■ **Short exercise**
Emit a verbatim copy of the lines running from the line with "give the outline of every instance of the white" through the end of the material below.

■ **Data for the task**
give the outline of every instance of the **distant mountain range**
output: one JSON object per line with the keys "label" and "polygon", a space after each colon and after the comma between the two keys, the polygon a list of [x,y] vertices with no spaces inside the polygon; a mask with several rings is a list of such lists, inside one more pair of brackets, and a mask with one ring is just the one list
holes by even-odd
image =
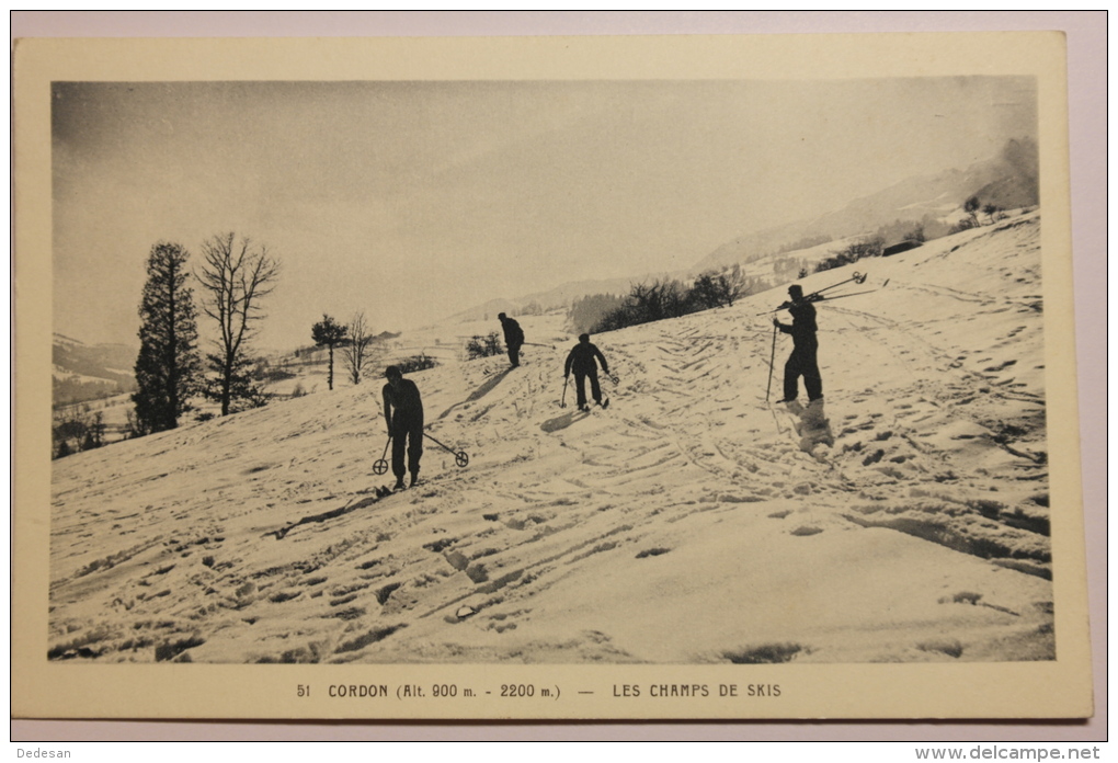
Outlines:
{"label": "distant mountain range", "polygon": [[126,345],[86,345],[54,335],[54,404],[82,403],[135,389],[132,368],[136,352],[136,348]]}
{"label": "distant mountain range", "polygon": [[746,263],[781,249],[790,252],[797,248],[797,242],[841,242],[851,236],[873,234],[883,226],[898,223],[954,223],[964,217],[963,204],[972,196],[978,197],[983,207],[993,205],[1015,209],[1039,205],[1039,154],[1035,142],[1027,138],[1011,140],[997,157],[975,162],[966,169],[948,169],[935,175],[909,178],[877,194],[854,199],[826,215],[740,236],[722,244],[685,271],[571,281],[518,299],[491,300],[454,315],[453,320],[485,320],[494,318],[499,312],[522,314],[525,311],[566,308],[574,300],[588,294],[625,294],[634,282],[664,276],[690,279],[705,271]]}

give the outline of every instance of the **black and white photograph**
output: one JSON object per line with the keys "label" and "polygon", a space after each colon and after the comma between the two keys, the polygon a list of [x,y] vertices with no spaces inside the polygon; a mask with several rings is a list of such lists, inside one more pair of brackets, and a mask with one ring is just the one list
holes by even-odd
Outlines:
{"label": "black and white photograph", "polygon": [[813,669],[1080,665],[1052,77],[177,51],[40,83],[37,669],[253,666],[237,696],[315,716],[781,717]]}

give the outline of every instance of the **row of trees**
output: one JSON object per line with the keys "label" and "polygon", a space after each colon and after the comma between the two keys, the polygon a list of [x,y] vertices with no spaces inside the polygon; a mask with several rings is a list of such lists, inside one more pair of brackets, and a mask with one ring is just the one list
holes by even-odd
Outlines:
{"label": "row of trees", "polygon": [[334,348],[342,355],[347,376],[353,384],[361,384],[364,374],[373,362],[373,341],[376,337],[369,333],[364,313],[357,313],[347,326],[342,326],[332,317],[323,313],[322,320],[311,327],[311,338],[315,347],[329,349],[329,370],[326,386],[334,388]]}
{"label": "row of trees", "polygon": [[622,303],[598,320],[590,331],[614,331],[700,310],[729,308],[738,299],[758,291],[760,285],[756,279],[746,277],[740,265],[703,273],[690,286],[675,279],[634,284]]}
{"label": "row of trees", "polygon": [[[249,368],[248,342],[264,318],[260,302],[280,277],[280,262],[249,238],[227,233],[202,243],[203,264],[189,267],[181,244],[160,242],[148,256],[140,301],[140,354],[133,434],[178,426],[202,395],[227,416],[266,402]],[[198,309],[191,283],[202,291],[202,313],[216,323],[214,351],[199,349]]]}

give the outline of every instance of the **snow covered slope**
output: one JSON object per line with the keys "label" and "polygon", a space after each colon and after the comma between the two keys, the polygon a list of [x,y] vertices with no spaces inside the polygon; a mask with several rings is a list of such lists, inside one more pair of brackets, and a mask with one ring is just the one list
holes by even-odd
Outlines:
{"label": "snow covered slope", "polygon": [[605,411],[559,406],[569,343],[411,375],[470,464],[428,440],[383,499],[371,383],[55,461],[49,656],[1053,659],[1039,229],[805,279],[888,280],[818,305],[806,428],[773,291],[595,337]]}

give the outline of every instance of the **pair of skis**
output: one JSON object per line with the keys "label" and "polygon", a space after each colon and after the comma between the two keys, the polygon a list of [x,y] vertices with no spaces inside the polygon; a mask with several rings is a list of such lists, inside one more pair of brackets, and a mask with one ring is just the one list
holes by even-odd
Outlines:
{"label": "pair of skis", "polygon": [[[456,451],[453,448],[451,448],[449,445],[444,445],[443,443],[440,443],[438,440],[435,440],[435,437],[430,436],[426,432],[423,433],[423,436],[427,437],[428,440],[430,440],[432,442],[434,442],[436,445],[438,445],[443,450],[449,451],[451,453],[453,453],[454,454],[454,463],[457,464],[458,469],[465,469],[466,467],[470,465],[470,455],[465,451],[462,451],[462,450]],[[387,460],[386,456],[388,455],[388,446],[390,444],[392,444],[392,435],[389,434],[388,435],[388,442],[385,443],[385,452],[381,454],[381,456],[379,459],[377,459],[376,461],[372,462],[372,473],[373,474],[387,474],[388,473],[388,460]]]}
{"label": "pair of skis", "polygon": [[[869,274],[866,274],[866,273],[859,273],[858,271],[855,271],[854,274],[852,276],[850,276],[849,279],[846,279],[845,281],[840,281],[839,283],[833,283],[830,286],[824,286],[823,289],[819,289],[818,291],[814,291],[811,294],[805,294],[803,301],[804,302],[822,302],[824,300],[841,300],[841,299],[846,298],[846,296],[858,296],[859,294],[869,294],[871,292],[880,291],[880,290],[882,290],[882,289],[884,289],[885,286],[889,285],[889,279],[885,279],[885,282],[883,284],[881,284],[880,286],[878,286],[877,289],[866,289],[864,291],[855,291],[855,292],[850,292],[847,294],[832,294],[830,296],[826,295],[826,294],[824,294],[824,292],[828,292],[832,289],[837,289],[839,286],[844,286],[847,283],[854,283],[854,284],[858,284],[858,285],[861,286],[863,283],[865,283],[866,277],[869,277]],[[793,305],[792,302],[785,302],[784,304],[781,304],[778,308],[774,308],[773,310],[766,310],[765,312],[759,312],[757,314],[758,315],[768,315],[768,314],[774,313],[774,312],[779,312],[781,310],[787,310],[792,305]],[[778,332],[779,332],[779,329],[777,328],[777,324],[773,323],[773,351],[771,351],[771,354],[769,356],[769,380],[768,380],[768,385],[766,385],[766,387],[765,387],[765,402],[766,403],[769,402],[769,396],[773,394],[773,370],[776,368],[776,335]]]}
{"label": "pair of skis", "polygon": [[[607,374],[606,378],[608,378],[610,381],[613,381],[615,387],[620,381],[620,379],[618,379],[615,374]],[[562,397],[559,398],[559,407],[560,408],[566,408],[567,407],[567,385],[569,383],[570,383],[570,377],[569,376],[562,377]],[[605,403],[599,403],[599,405],[603,408],[609,407],[609,398],[607,397],[606,402]]]}

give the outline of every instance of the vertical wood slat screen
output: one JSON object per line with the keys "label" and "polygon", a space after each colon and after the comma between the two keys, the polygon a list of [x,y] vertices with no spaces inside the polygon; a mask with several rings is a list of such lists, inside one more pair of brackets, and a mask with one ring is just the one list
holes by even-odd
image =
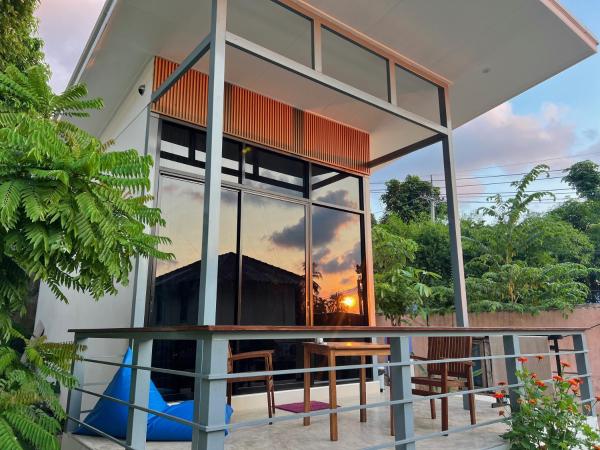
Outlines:
{"label": "vertical wood slat screen", "polygon": [[[154,60],[155,90],[177,68]],[[206,126],[208,76],[188,71],[152,107],[168,117]],[[340,169],[368,174],[369,134],[229,83],[224,132]]]}

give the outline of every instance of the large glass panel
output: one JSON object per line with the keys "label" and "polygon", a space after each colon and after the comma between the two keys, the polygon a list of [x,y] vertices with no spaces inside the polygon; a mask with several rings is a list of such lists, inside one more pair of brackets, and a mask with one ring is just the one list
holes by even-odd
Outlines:
{"label": "large glass panel", "polygon": [[315,325],[364,325],[361,216],[312,207]]}
{"label": "large glass panel", "polygon": [[242,233],[241,323],[304,325],[304,205],[244,194]]}
{"label": "large glass panel", "polygon": [[[217,323],[220,324],[233,324],[235,317],[238,195],[229,190],[221,193],[217,294]],[[150,323],[193,324],[198,315],[204,185],[162,176],[159,201],[167,222],[159,233],[172,241],[162,250],[174,253],[175,259],[156,263]]]}
{"label": "large glass panel", "polygon": [[340,36],[321,29],[323,73],[388,100],[387,60]]}
{"label": "large glass panel", "polygon": [[229,0],[227,29],[305,66],[312,66],[312,21],[278,2]]}
{"label": "large glass panel", "polygon": [[254,147],[244,147],[244,183],[287,195],[305,195],[306,163]]}
{"label": "large glass panel", "polygon": [[349,208],[361,207],[358,177],[317,165],[312,166],[311,177],[313,200]]}
{"label": "large glass panel", "polygon": [[189,128],[171,122],[163,122],[160,151],[187,158],[190,151]]}
{"label": "large glass panel", "polygon": [[398,106],[440,123],[439,88],[408,70],[396,66]]}
{"label": "large glass panel", "polygon": [[[217,324],[233,324],[237,298],[237,210],[238,193],[221,191]],[[172,244],[162,250],[175,254],[173,261],[158,261],[155,269],[154,302],[149,325],[195,324],[198,316],[202,208],[204,185],[161,176],[159,202],[166,225],[159,230]],[[194,341],[154,342],[152,366],[194,370]],[[167,401],[191,398],[193,379],[153,372],[152,380]]]}

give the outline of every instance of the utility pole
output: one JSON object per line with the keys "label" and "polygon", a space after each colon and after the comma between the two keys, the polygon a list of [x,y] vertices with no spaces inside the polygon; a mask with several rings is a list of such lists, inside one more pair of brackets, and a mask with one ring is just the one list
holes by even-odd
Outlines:
{"label": "utility pole", "polygon": [[433,174],[429,175],[429,182],[431,183],[431,195],[429,196],[431,202],[431,221],[435,223],[435,196],[433,195]]}

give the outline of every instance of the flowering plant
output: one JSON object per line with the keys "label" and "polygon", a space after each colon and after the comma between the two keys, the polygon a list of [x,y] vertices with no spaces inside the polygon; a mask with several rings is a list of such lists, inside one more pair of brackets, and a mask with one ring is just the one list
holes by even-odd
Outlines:
{"label": "flowering plant", "polygon": [[[543,359],[542,356],[537,357]],[[526,362],[526,358],[520,358]],[[563,367],[568,367],[563,363]],[[600,435],[586,421],[577,402],[580,395],[579,378],[553,377],[554,389],[527,370],[517,370],[517,378],[523,384],[518,390],[519,408],[511,411],[507,417],[510,430],[503,438],[510,442],[511,450],[600,450]],[[496,398],[503,398],[506,391],[495,393]],[[598,402],[600,398],[596,398]],[[584,409],[591,411],[592,405],[584,404]],[[504,416],[504,410],[500,415]]]}

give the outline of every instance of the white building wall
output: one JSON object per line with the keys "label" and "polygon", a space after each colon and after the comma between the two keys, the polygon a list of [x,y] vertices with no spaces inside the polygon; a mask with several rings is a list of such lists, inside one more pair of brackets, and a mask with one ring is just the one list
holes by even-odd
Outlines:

■ **Task solution**
give the outline of every instance of the white building wall
output: one JSON object per line with the keys "label" and "polygon", a space after each colon and after the comma between the two keys, the polygon a list of [x,y] vertices with no spaces inside the polygon; a mask with several rings is a list of such lists, inside one more pair of brackets, and a mask with one ring is just the one list
holes by even-odd
Outlines:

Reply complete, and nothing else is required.